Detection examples
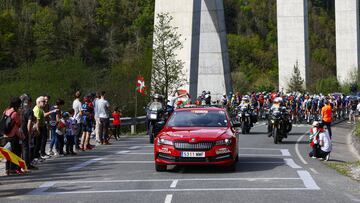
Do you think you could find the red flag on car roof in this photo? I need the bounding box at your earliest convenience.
[136,75,146,94]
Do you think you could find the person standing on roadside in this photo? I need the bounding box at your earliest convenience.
[20,94,38,170]
[321,99,332,139]
[3,97,24,175]
[33,96,47,160]
[97,91,110,145]
[49,99,65,156]
[73,91,82,152]
[93,92,100,143]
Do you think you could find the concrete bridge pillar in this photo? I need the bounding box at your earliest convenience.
[155,0,232,99]
[335,0,359,84]
[277,0,310,90]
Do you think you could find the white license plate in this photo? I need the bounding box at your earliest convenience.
[181,152,205,157]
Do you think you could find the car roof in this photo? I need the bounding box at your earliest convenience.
[175,106,225,111]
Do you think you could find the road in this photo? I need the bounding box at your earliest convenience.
[0,123,360,203]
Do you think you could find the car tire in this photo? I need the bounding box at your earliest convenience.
[155,164,167,172]
[228,162,236,172]
[272,128,279,144]
[149,124,154,144]
[241,121,246,135]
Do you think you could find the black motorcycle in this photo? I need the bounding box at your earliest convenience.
[237,106,257,134]
[146,102,166,143]
[268,107,292,144]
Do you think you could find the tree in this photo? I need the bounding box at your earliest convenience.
[288,61,304,92]
[151,13,186,100]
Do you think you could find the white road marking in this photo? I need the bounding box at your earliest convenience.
[43,177,300,184]
[239,154,284,157]
[239,161,285,164]
[310,168,319,174]
[116,151,130,154]
[66,157,104,171]
[165,194,172,203]
[117,152,154,155]
[170,180,179,188]
[297,171,320,190]
[284,159,301,168]
[101,161,154,164]
[295,135,308,164]
[129,146,141,150]
[28,182,56,195]
[239,148,279,151]
[280,149,291,156]
[42,188,319,195]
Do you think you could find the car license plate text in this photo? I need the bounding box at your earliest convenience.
[181,152,205,157]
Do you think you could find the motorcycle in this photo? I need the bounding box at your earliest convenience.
[237,106,258,134]
[268,107,292,144]
[146,102,165,144]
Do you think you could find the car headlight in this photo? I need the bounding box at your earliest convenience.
[150,113,157,120]
[216,139,231,145]
[157,138,174,146]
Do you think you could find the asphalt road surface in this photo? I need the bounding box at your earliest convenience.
[0,123,360,203]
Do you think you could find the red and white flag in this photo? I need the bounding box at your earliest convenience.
[136,75,146,94]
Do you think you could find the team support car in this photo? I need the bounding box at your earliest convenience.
[154,107,239,171]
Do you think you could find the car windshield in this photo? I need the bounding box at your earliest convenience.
[168,110,228,127]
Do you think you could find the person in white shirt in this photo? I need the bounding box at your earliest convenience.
[96,91,110,145]
[316,123,332,161]
[73,91,82,151]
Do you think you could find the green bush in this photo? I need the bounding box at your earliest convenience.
[315,76,340,94]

→ **What to do**: Lay out every line of the material above as a Markdown table with the columns "Row" and "Line," numbering the rows and omitting blank lines. Leave the pictures out.

→ **Task response**:
| Row | Line |
|---|---|
| 1 | Do you think you could find the red flag on car roof in this photo? I need the bounding box at your earliest convenience. |
| 2 | [136,75,146,94] |
| 3 | Do you think you could find the person standing on roadside in this photo? I need the bounding box at your earliest convenience. |
| 4 | [20,94,38,170] |
| 5 | [321,99,332,139] |
| 6 | [3,97,24,175] |
| 7 | [33,96,47,160] |
| 8 | [97,91,110,145] |
| 9 | [49,99,65,156] |
| 10 | [73,91,82,152] |
| 11 | [93,92,100,143] |
| 12 | Do you think you could find the concrete bridge pillar in this photo? I need the bounding box at your earliest convenience. |
| 13 | [155,0,232,99] |
| 14 | [335,0,359,84] |
| 15 | [277,0,310,90] |
| 16 | Do you think you could find the white license plate in this photo? I need the bounding box at your earliest convenience. |
| 17 | [181,152,205,157] |
| 18 | Do you think you could find the car roof in this photo? I need the bounding box at your earliest convenience. |
| 19 | [175,106,225,111] |
| 20 | Do you think you could find the road in this photo? I need the bounding box at your earliest convenience. |
| 21 | [0,123,360,203] |
| 22 | Do you think you could find the car tire in this photo? I need the bounding box at your earliest convenience. |
| 23 | [155,164,167,172] |
| 24 | [228,162,236,172] |
| 25 | [272,128,279,144] |
| 26 | [149,124,154,144] |
| 27 | [241,121,246,135] |
| 28 | Do you think you could find the black motorcycle in this photo? I need the bounding box at your earliest convenience. |
| 29 | [237,106,257,134] |
| 30 | [146,102,166,143] |
| 31 | [268,107,292,144] |
| 32 | Do you think you could find the tree in this photo? I need the bounding box at your earliest convenience. |
| 33 | [288,61,304,92] |
| 34 | [151,13,186,100] |
| 35 | Do you think you could find the white road marking in this photo? I need the bounding box at your earliest convenience. |
| 36 | [43,177,300,184] |
| 37 | [239,154,284,157] |
| 38 | [239,161,285,164] |
| 39 | [310,168,319,174] |
| 40 | [116,151,130,154] |
| 41 | [66,157,104,171] |
| 42 | [165,194,172,203] |
| 43 | [117,152,154,155] |
| 44 | [170,180,179,188] |
| 45 | [297,171,320,190] |
| 46 | [284,159,301,168] |
| 47 | [101,161,154,164] |
| 48 | [295,135,308,164] |
| 49 | [129,146,141,150] |
| 50 | [28,182,56,195] |
| 51 | [239,148,279,151] |
| 52 | [280,149,291,156] |
| 53 | [42,188,319,195] |
| 54 | Do you think you could find the car license plate text in this photo? I need the bounding box at your earliest convenience. |
| 55 | [181,152,205,157] |
| 56 | Do you think you could find the motorcycle in this photo? I need the bounding box at your earliest convenience. |
| 57 | [237,106,258,134] |
| 58 | [268,107,292,144] |
| 59 | [146,102,165,144] |
| 60 | Do you think you could find the car headlight in this photo? I need the bounding box at your earliest convenience. |
| 61 | [150,113,157,120] |
| 62 | [216,139,231,145] |
| 63 | [157,138,174,146] |
| 64 | Do you think you could find the asphalt road surface in this photo? I need the bounding box at your earliest convenience. |
| 65 | [0,123,360,203] |
| 66 | Do you think you could find the red and white flag in this photo? I need the bounding box at your earliest convenience. |
| 67 | [136,75,146,94] |
| 68 | Do you think you could find the team support car in this photo? I need the bounding box at your earliest convenience. |
| 69 | [154,107,239,171] |
| 70 | Do you think you could find the car windshield in this photo? I need the bounding box at your earliest convenience. |
| 71 | [168,110,228,127] |
| 72 | Do you think you could find the person in white shirt in this photo? I need the bounding box at your earliest convenience. |
| 73 | [96,91,110,145] |
| 74 | [316,123,332,161] |
| 75 | [73,91,82,151] |
| 76 | Do you think you could find the green bush in this photo? I need the bounding box at your earliest convenience. |
| 77 | [315,76,340,94] |